- _What the task asks_: Reproduce each of the following rows line for line, without any alteration.

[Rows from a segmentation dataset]
BEGIN

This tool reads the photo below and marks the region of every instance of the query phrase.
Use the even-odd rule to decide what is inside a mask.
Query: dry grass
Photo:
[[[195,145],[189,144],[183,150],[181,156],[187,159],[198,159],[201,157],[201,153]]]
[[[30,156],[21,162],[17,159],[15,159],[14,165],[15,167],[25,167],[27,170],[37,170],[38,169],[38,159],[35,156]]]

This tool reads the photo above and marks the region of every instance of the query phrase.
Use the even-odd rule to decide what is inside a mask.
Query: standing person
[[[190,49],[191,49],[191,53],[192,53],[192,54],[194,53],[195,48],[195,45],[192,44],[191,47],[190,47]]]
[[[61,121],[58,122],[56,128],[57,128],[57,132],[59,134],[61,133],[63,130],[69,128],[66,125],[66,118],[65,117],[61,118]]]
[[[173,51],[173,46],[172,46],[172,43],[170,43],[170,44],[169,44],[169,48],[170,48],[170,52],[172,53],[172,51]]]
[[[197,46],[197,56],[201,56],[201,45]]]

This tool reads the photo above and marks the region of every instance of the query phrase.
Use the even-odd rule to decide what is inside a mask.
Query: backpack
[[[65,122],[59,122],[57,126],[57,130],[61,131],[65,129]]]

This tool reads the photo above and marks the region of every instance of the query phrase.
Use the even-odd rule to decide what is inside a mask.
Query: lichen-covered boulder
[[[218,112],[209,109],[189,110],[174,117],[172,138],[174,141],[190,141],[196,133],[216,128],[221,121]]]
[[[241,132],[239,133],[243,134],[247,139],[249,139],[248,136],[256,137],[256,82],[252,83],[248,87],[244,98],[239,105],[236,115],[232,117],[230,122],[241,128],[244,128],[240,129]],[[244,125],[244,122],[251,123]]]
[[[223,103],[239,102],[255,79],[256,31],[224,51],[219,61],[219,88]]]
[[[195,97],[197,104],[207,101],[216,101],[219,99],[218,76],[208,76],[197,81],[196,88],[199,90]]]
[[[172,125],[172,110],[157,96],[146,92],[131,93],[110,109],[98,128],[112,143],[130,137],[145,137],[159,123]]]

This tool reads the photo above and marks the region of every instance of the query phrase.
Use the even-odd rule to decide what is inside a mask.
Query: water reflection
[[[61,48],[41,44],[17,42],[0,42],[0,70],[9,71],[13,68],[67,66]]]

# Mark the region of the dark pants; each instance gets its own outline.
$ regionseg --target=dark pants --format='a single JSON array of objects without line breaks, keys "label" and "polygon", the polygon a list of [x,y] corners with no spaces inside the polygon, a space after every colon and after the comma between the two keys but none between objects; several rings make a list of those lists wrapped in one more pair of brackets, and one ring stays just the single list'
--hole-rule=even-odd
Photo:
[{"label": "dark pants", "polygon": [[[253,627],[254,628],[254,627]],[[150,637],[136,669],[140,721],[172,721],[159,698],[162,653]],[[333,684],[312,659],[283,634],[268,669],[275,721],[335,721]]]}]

END

- _In response_:
This tool reads the photo below and marks the region of every instance of the query phrase.
Use the even-odd rule to decide what is inside a mask.
Query: dry grass
Photo:
[[[195,145],[189,144],[183,150],[181,156],[187,159],[198,159],[201,157],[201,153]]]
[[[30,156],[21,162],[17,159],[15,159],[14,165],[15,167],[25,167],[27,170],[37,170],[38,169],[38,159],[35,156]]]

This tool reads the photo above and marks the region of every instance of the query phrase.
Use the even-odd rule to decide what is inside a mask.
Query: standing person
[[[190,49],[191,49],[191,53],[192,53],[192,54],[194,53],[195,48],[195,45],[192,44],[191,47],[190,47]]]
[[[61,121],[58,122],[56,128],[57,128],[57,132],[59,134],[61,133],[63,130],[69,128],[66,125],[66,118],[65,117],[61,118]]]
[[[173,51],[173,46],[172,46],[172,43],[170,43],[170,44],[169,44],[169,48],[170,48],[170,52],[172,53],[172,51]]]
[[[197,46],[197,56],[201,56],[201,45]]]

This tool reads the photo above and marks the region of every instance of the query phrase.
Use the even-odd rule to decide what is inside a mask.
Query: backpack
[[[65,122],[59,122],[57,126],[57,130],[61,131],[65,129]]]

This tool reads the photo above and marks the region of every instance of the query phrase.
Use the even-odd rule to decide what is inside a mask.
Query: lichen-covered boulder
[[[218,112],[209,109],[189,110],[174,117],[172,138],[174,141],[190,141],[196,133],[216,128],[221,121]]]
[[[241,132],[239,133],[243,134],[247,139],[249,139],[248,136],[256,137],[256,82],[252,83],[248,87],[244,98],[239,105],[236,115],[232,117],[230,122],[241,128],[244,128],[240,129]],[[244,125],[244,122],[251,123]]]
[[[223,103],[239,102],[255,79],[256,31],[224,51],[219,61],[219,88]]]
[[[195,97],[197,104],[207,101],[216,101],[219,99],[218,76],[208,76],[197,81],[196,88],[199,90]]]
[[[172,125],[172,110],[157,96],[146,92],[131,93],[110,109],[98,128],[112,143],[130,137],[145,137],[159,123]]]

This tool reads the photo above and marks the region of every instance of the query phrase.
Use the even-odd rule to decide what is inside a mask.
Query: water reflection
[[[61,48],[41,44],[17,42],[0,42],[0,70],[9,71],[13,68],[67,66]]]

# Mark the region of the dark pants; each instance gets its own outline.
$ regionseg --target=dark pants --format='a single JSON array of objects without line breaks, keys "label" and "polygon", the polygon a list of [x,y] corners with no spaces inside the polygon, a space after every colon and after the comma between the two keys but none between objects; several rings make a list of those lists wrapped in one more pair of brackets, and one ring stays just the single list'
--hole-rule=even-odd
Photo:
[{"label": "dark pants", "polygon": [[[253,627],[254,628],[254,627]],[[150,637],[136,669],[140,721],[172,721],[159,698],[162,653]],[[333,684],[312,659],[283,634],[268,669],[275,721],[335,721]]]}]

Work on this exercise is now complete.